What is expected: Please repeat the data in full, character for character.

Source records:

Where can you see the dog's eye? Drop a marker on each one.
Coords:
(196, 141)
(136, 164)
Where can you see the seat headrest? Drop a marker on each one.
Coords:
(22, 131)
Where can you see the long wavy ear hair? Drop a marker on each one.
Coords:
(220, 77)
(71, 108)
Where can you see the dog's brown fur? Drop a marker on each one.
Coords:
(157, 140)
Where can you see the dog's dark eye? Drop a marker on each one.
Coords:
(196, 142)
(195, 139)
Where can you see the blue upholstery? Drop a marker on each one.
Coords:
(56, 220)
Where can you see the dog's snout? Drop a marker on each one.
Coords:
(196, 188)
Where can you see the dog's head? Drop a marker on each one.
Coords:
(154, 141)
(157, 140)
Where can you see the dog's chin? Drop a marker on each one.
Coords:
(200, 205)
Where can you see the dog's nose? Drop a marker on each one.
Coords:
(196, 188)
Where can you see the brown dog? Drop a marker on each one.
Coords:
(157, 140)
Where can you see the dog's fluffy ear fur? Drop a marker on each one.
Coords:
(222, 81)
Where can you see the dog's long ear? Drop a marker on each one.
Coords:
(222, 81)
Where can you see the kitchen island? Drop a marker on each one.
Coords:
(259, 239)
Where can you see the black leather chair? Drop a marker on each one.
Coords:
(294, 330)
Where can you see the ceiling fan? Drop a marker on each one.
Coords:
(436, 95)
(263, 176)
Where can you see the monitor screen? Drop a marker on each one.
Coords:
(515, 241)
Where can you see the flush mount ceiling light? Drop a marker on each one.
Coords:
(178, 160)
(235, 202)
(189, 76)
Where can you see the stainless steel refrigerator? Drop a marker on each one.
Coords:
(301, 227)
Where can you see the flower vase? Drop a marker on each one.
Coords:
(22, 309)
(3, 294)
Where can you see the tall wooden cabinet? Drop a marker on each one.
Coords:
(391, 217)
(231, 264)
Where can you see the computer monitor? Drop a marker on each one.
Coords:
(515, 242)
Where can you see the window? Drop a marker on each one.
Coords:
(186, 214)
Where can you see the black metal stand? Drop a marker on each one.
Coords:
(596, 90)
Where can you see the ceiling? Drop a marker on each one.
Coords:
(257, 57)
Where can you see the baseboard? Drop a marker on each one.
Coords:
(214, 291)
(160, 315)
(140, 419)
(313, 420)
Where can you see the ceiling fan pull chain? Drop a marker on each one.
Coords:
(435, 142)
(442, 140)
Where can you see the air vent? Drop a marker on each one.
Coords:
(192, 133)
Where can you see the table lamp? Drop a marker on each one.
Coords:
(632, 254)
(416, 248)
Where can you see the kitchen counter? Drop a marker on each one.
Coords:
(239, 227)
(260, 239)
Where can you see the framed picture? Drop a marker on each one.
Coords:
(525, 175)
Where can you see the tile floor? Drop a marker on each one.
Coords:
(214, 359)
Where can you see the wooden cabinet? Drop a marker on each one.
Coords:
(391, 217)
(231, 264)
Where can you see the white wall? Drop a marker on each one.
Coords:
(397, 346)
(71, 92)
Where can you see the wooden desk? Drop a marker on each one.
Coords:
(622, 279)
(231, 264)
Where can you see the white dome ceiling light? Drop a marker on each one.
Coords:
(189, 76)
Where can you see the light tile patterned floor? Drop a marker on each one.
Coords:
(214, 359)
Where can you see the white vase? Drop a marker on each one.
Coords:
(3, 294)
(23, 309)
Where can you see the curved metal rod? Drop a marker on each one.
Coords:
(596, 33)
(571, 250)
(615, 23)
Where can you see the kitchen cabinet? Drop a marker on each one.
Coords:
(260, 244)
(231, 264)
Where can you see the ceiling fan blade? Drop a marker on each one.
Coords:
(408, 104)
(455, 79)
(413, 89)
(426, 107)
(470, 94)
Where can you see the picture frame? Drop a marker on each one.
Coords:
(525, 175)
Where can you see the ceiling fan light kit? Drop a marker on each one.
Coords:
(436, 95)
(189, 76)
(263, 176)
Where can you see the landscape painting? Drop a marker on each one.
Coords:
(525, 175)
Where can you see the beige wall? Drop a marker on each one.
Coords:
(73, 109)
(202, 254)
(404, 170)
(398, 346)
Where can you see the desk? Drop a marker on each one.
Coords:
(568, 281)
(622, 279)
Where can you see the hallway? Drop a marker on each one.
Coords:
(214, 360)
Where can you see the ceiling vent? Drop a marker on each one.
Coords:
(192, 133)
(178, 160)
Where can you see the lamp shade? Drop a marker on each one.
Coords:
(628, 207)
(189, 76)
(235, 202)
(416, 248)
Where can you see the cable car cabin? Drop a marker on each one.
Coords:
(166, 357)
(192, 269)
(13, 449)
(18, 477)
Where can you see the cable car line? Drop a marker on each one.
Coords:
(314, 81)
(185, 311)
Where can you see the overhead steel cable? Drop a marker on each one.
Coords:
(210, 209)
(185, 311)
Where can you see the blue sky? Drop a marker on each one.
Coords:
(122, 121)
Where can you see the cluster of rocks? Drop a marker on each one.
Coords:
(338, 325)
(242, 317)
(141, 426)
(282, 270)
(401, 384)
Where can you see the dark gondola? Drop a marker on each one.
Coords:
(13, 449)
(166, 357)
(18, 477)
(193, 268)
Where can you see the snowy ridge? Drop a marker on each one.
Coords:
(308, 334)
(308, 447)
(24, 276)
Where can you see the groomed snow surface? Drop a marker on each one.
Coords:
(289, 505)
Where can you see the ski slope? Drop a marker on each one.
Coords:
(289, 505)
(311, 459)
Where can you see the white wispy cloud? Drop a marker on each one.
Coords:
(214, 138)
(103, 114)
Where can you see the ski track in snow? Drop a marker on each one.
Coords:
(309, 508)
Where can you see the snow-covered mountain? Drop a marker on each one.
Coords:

Response area:
Where can you see the dog's eye? Drop a marker on each one.
Coords:
(196, 141)
(136, 164)
Where can you see the seat headrest? Drop a marker on each one.
Coords:
(22, 131)
Where can you see the long wavy ear hair? Drop a marker on each one.
Coords:
(220, 77)
(71, 108)
Where can you see the dog's brown fur? Drop a marker on each one.
Coords:
(157, 140)
Where can you see the dog's dark eye? Drop a marker on each one.
Coords:
(196, 142)
(195, 139)
Where can you see the blue upholstery? Drop a marker on each one.
Coords:
(56, 220)
Where can you see the dog's snout? Drop a marker on each one.
Coords:
(196, 188)
Where can you see the dog's head? Drop a marker on each one.
Coords:
(154, 141)
(157, 140)
Where can you see the dog's chin? Drop a marker on each one.
Coords:
(200, 205)
Where can you see the dog's nose? Drop a marker on each one.
Coords:
(196, 188)
Where can you see the brown dog? Drop a marker on each one.
Coords:
(157, 140)
Where can you see the dog's fluffy ear fur? Drop a marker on each one.
Coords:
(222, 81)
Where can you see the dog's long ear? Drop a marker on each one.
Coords:
(222, 81)
Where can you see the kitchen island? Drop a marker on each one.
Coords:
(259, 239)
Where can you see the black leather chair? Drop a marker on each one.
Coords:
(294, 330)
Where can you see the ceiling fan? Drop a marker on each one.
Coords:
(436, 95)
(263, 176)
Where can you see the monitor screen? Drop a marker on each one.
Coords:
(515, 241)
Where can you see the flush mount ceiling light? Drop a marker on each one.
Coords:
(178, 160)
(235, 202)
(189, 76)
Where can you see the stainless steel refrigerator? Drop a marker on each one.
Coords:
(301, 227)
Where can you see the flower vase? Drop a marker on each one.
Coords:
(22, 309)
(3, 294)
Where can you see the tall wooden cabinet? Drop a marker on each one.
Coords:
(391, 217)
(231, 264)
Where can you see the computer monitor? Drop a marker on each one.
Coords:
(515, 242)
Where can you see the window? Drop a marker on each one.
Coords:
(186, 214)
Where can you see the black metal stand? Drop a marker on each one.
Coords:
(596, 90)
Where can you see the ceiling? Drop a marker on each one.
Coords:
(257, 57)
Where can you see the baseboard? Drop a marker on each one.
Coords:
(214, 291)
(160, 315)
(140, 419)
(313, 420)
Where can you see the ceiling fan pull chain? Drop a marker on each one.
Coords:
(435, 142)
(442, 140)
Where can you see the air vent? Drop a marker on each one.
Coords:
(192, 133)
Where can you see the table lamp? Drop a marker on each one.
Coords:
(632, 254)
(416, 248)
Where can you see the kitchen counter? Drop a marker on each one.
Coords:
(239, 227)
(260, 239)
Where can you see the framed picture? Drop a marker on each one.
Coords:
(525, 175)
Where can you see the tile floor? Drop a marker on each one.
Coords:
(214, 359)
Where can you see the wooden cabinet? Drop a marker on each one.
Coords:
(391, 217)
(231, 264)
Where can you see the white wall? Drop a marker on each one.
Coords:
(397, 346)
(71, 92)
Where can you see the wooden desk? Drop a marker on each one.
Coords:
(622, 279)
(231, 264)
Where can you see the white dome ceiling light? Drop a marker on each one.
Coords:
(189, 76)
Where can you see the light tile patterned floor? Drop a marker on each one.
Coords:
(214, 359)
Where can you see the white vase? Drop a marker on each one.
Coords:
(3, 294)
(23, 309)
Where can you see the curved metal rod? Drop a marker on each one.
Coords:
(596, 33)
(571, 250)
(615, 23)
Where can you see the kitchen cabinet? Drop a marker on each one.
Coords:
(260, 244)
(231, 264)
Where can you see the ceiling fan blade? Drop a marker on each one.
Coords:
(408, 104)
(455, 79)
(413, 89)
(426, 107)
(470, 94)
Where can you see the picture frame? Drop a marker on each one.
Coords:
(525, 175)
Where can you see the ceiling fan light kit? Drop a marker on each one.
Coords:
(436, 95)
(189, 76)
(263, 176)
Where can you see the landscape painting? Drop a marker on each one.
Coords:
(525, 175)
Where can you see the beige wall? Drop a marker on each one.
Coords:
(73, 109)
(202, 254)
(404, 170)
(398, 346)
Where can you see the desk? Drop a marker on each one.
Coords:
(568, 281)
(622, 279)
Where can you see the hallway? Drop a marker on each one.
Coords:
(214, 360)
Where can you see the ceiling vent? Drop a marker on each one.
Coords:
(192, 133)
(178, 160)
Where can you see the lamp shade? Drop a marker on each one.
Coords:
(628, 207)
(189, 76)
(235, 202)
(416, 248)
Where can you see the cable car cabin? Drop a marker on each one.
Coords:
(166, 357)
(192, 269)
(13, 449)
(18, 477)
Where can you see the cable car line? Drop a marker on each one.
Coords:
(314, 81)
(185, 311)
Where can you see the overhead steel cable? Drop a marker on each one.
Coords:
(210, 209)
(185, 311)
Where can you see the blue sky? Drop a marker on each one.
Coords:
(122, 121)
Where can you see the cluster of rocks? Drop a marker on each one.
Coords:
(338, 325)
(242, 317)
(141, 426)
(282, 270)
(401, 384)
Where can you see the dark gondola? Drop a marker on each one.
Coords:
(13, 449)
(166, 357)
(18, 477)
(193, 268)
Where can you see the snowy ridge? Drop a marker on each one.
Coords:
(308, 334)
(308, 447)
(24, 276)
Where can you see the groomed snow surface? Drop a marker on each one.
Coords:
(289, 505)
Where can you see the ski slope? Drop a marker on each one.
Coords:
(289, 505)
(311, 459)
Where can you see the white wispy cloud? Drop a marker on each one.
Coords:
(214, 138)
(103, 114)
Where can you see the ski track in snow? Drop a marker on each one.
Coords:
(309, 508)
Where can you see the snow-covered mountain? Drop a marker on each one.
Coords:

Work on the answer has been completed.